Extracted data entries:
....

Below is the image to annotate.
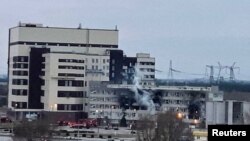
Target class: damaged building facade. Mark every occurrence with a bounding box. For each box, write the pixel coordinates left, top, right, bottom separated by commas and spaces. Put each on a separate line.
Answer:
8, 23, 223, 126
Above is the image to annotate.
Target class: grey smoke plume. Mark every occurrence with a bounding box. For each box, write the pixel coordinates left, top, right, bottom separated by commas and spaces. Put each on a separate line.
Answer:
132, 67, 155, 115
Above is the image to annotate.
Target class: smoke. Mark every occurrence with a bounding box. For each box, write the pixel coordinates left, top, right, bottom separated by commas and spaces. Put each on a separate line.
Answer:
131, 67, 155, 115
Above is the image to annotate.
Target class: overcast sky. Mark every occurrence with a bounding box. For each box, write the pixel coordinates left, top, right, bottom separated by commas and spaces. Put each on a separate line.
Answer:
0, 0, 250, 80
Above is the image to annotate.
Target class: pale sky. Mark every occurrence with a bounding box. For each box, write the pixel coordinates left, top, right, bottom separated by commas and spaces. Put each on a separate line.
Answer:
0, 0, 250, 80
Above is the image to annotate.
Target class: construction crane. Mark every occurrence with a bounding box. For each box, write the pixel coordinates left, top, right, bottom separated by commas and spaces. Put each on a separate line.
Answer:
226, 62, 240, 81
214, 62, 226, 82
206, 65, 214, 82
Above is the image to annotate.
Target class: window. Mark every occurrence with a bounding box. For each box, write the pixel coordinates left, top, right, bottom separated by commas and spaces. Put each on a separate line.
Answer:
13, 56, 29, 62
57, 91, 86, 98
13, 63, 28, 69
12, 89, 27, 96
13, 71, 28, 76
58, 59, 84, 63
11, 101, 27, 109
58, 73, 84, 77
58, 80, 84, 87
57, 104, 83, 110
12, 79, 28, 85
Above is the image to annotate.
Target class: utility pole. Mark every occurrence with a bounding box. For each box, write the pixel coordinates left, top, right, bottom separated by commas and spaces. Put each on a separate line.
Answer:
214, 62, 226, 83
206, 65, 214, 82
226, 62, 240, 81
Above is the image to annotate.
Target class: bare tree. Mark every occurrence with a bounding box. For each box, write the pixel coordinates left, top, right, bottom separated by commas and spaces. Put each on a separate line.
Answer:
244, 110, 250, 124
136, 115, 155, 141
137, 111, 193, 141
13, 120, 51, 141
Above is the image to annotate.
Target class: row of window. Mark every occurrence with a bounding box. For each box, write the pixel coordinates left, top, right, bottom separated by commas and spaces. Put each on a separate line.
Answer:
13, 56, 29, 62
58, 80, 87, 87
90, 104, 120, 109
90, 97, 118, 102
58, 59, 84, 63
11, 101, 27, 109
144, 75, 155, 78
58, 73, 84, 77
12, 89, 28, 95
10, 41, 118, 48
13, 63, 29, 69
140, 62, 155, 65
163, 100, 189, 105
57, 104, 83, 111
89, 111, 121, 118
12, 79, 28, 85
58, 65, 84, 70
12, 71, 28, 76
92, 58, 109, 64
57, 91, 87, 98
140, 68, 155, 72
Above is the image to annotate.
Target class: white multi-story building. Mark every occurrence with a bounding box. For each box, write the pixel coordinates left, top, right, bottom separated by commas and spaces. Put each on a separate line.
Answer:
8, 23, 155, 119
8, 23, 118, 119
89, 84, 223, 124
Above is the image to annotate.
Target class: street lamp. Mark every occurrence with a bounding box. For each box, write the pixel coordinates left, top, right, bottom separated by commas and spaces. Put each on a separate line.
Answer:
95, 110, 99, 136
14, 103, 18, 120
110, 106, 114, 124
177, 112, 183, 119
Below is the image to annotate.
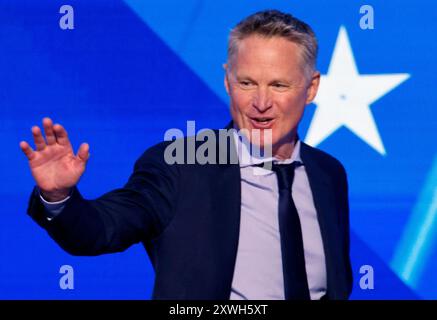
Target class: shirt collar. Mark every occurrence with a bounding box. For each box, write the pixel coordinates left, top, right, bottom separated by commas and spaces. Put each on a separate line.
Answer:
233, 125, 302, 168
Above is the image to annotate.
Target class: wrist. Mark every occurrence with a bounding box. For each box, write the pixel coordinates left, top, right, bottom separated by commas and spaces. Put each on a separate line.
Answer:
40, 189, 71, 202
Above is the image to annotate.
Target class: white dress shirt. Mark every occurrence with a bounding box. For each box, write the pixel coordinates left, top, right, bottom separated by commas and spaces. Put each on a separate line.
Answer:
230, 132, 327, 300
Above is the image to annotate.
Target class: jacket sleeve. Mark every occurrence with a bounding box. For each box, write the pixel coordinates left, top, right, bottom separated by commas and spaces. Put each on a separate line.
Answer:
28, 143, 179, 255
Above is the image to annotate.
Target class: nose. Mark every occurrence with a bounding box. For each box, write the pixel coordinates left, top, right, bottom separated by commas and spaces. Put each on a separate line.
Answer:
253, 87, 272, 113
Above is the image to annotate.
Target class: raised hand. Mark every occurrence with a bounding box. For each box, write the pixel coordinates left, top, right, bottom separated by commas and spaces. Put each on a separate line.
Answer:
20, 118, 89, 201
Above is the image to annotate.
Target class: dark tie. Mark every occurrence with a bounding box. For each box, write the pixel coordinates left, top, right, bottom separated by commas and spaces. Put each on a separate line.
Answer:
272, 162, 310, 300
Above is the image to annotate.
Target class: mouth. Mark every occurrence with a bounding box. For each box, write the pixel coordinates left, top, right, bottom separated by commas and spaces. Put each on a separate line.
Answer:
249, 117, 275, 129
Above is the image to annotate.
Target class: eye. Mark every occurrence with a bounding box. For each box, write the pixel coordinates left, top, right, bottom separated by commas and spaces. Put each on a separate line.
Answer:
272, 83, 289, 90
238, 80, 255, 89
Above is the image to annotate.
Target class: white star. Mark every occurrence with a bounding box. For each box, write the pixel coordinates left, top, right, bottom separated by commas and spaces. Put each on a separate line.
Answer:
305, 26, 410, 155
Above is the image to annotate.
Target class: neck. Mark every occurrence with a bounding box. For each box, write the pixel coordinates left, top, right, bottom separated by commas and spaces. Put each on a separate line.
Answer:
272, 132, 297, 160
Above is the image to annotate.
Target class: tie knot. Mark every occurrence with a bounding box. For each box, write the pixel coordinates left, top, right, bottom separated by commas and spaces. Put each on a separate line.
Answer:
272, 161, 302, 190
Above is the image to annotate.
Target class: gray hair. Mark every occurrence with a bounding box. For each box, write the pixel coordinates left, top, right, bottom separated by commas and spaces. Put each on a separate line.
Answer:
228, 10, 318, 77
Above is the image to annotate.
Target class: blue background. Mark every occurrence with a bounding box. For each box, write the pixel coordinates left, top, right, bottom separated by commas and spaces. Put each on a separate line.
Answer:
0, 0, 437, 299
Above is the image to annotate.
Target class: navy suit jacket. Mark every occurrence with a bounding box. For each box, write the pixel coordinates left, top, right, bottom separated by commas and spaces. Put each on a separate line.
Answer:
28, 125, 352, 300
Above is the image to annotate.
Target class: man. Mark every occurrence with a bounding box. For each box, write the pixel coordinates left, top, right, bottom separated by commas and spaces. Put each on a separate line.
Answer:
20, 10, 352, 299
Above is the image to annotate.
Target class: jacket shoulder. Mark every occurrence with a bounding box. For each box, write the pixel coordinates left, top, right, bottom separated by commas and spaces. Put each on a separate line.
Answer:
301, 142, 346, 174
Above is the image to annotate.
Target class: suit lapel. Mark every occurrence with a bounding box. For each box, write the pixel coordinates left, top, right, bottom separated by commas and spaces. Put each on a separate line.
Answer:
301, 143, 344, 299
207, 123, 241, 300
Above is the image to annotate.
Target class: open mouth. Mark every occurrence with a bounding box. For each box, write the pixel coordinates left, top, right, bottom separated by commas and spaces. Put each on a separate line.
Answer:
250, 117, 274, 129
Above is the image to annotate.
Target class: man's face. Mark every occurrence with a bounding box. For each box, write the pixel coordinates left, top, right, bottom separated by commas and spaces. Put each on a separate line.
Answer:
225, 35, 320, 157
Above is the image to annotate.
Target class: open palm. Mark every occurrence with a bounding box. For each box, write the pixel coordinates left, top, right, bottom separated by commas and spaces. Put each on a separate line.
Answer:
20, 118, 89, 201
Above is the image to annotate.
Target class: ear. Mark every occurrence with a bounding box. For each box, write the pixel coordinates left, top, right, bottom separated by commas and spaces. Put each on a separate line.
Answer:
306, 71, 320, 104
223, 63, 229, 95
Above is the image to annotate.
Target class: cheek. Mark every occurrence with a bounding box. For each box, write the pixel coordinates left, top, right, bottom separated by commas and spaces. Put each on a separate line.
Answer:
231, 91, 251, 114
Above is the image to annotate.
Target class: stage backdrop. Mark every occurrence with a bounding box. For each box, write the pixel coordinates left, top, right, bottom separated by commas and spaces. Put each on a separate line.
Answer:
0, 0, 437, 299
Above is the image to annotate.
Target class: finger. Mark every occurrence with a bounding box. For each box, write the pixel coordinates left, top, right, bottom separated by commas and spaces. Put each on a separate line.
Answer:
53, 124, 71, 146
20, 141, 35, 161
77, 143, 90, 162
42, 117, 56, 145
32, 126, 46, 151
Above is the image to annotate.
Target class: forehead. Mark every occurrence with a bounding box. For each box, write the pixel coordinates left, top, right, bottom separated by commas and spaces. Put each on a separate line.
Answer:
233, 35, 301, 76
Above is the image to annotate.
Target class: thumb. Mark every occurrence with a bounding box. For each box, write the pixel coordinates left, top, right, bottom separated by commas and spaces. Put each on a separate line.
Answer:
77, 143, 90, 162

....

Aim of the task
Report each line of the material above that contains the string "building". The match must respect uppercase and lowercase letters.

Full answer
Target class: damaged building facade. Mark every occurrence with a bounding box. For each box, write the pixel coordinates left, top, right, bottom separated by commas and spaces. Put each on a separate line.
Target class: white multi-story building. Mark every occurrence with a bounding box. For each box, write the pixel coordinates left, top, right, bottom separated by commas and spaces. Put each on a separate line.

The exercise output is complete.